**Material provided**

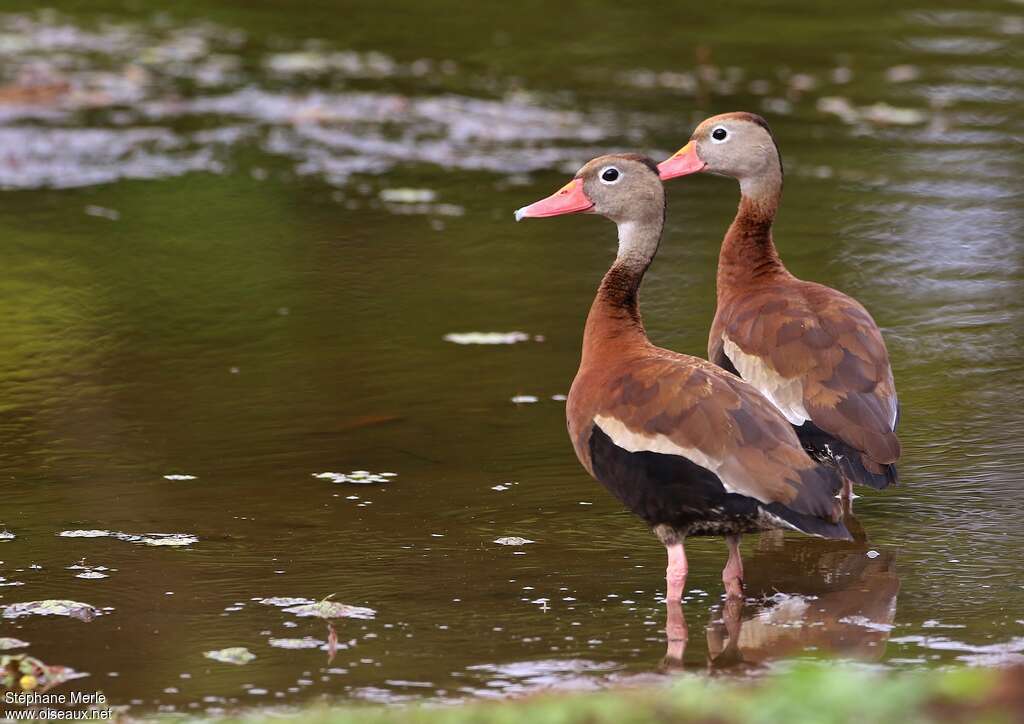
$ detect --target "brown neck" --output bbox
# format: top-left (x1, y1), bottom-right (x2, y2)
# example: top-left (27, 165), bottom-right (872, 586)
top-left (583, 215), bottom-right (665, 364)
top-left (718, 169), bottom-right (790, 297)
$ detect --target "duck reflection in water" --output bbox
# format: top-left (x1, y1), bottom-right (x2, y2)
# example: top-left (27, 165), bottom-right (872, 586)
top-left (663, 516), bottom-right (899, 670)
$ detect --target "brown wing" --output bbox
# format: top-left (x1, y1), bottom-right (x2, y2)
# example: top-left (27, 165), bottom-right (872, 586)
top-left (709, 280), bottom-right (900, 464)
top-left (593, 350), bottom-right (839, 520)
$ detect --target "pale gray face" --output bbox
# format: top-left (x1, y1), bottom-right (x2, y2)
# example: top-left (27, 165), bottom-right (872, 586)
top-left (577, 155), bottom-right (665, 223)
top-left (690, 114), bottom-right (780, 180)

**The task**
Please rewrite the data above, substituting "tan" for every "brown" and leaving everything else unchanged. Omit the pictures from your answer.

**Exercise answer**
$ detect --target "tan neck" --output bbox
# format: top-left (x1, y1), bottom-right (x2, y2)
# example: top-left (27, 165), bottom-right (872, 586)
top-left (583, 215), bottom-right (665, 364)
top-left (718, 169), bottom-right (790, 297)
$ detect --target "duck reflection in water" --output bbox
# format: top-left (x1, y1), bottom-right (x2, y2)
# example: top-left (27, 165), bottom-right (872, 586)
top-left (663, 516), bottom-right (899, 670)
$ detect --target "tan wing" --output bbox
# format: top-left (x1, y1), bottom-right (x2, y2)
# example: top-left (27, 165), bottom-right (872, 586)
top-left (709, 280), bottom-right (900, 464)
top-left (593, 350), bottom-right (839, 520)
$ detect --target "pale gray face" --output bbox
# format: top-left (x1, y1), bottom-right (x2, y2)
# example: top-left (27, 165), bottom-right (872, 586)
top-left (577, 155), bottom-right (665, 223)
top-left (690, 114), bottom-right (780, 180)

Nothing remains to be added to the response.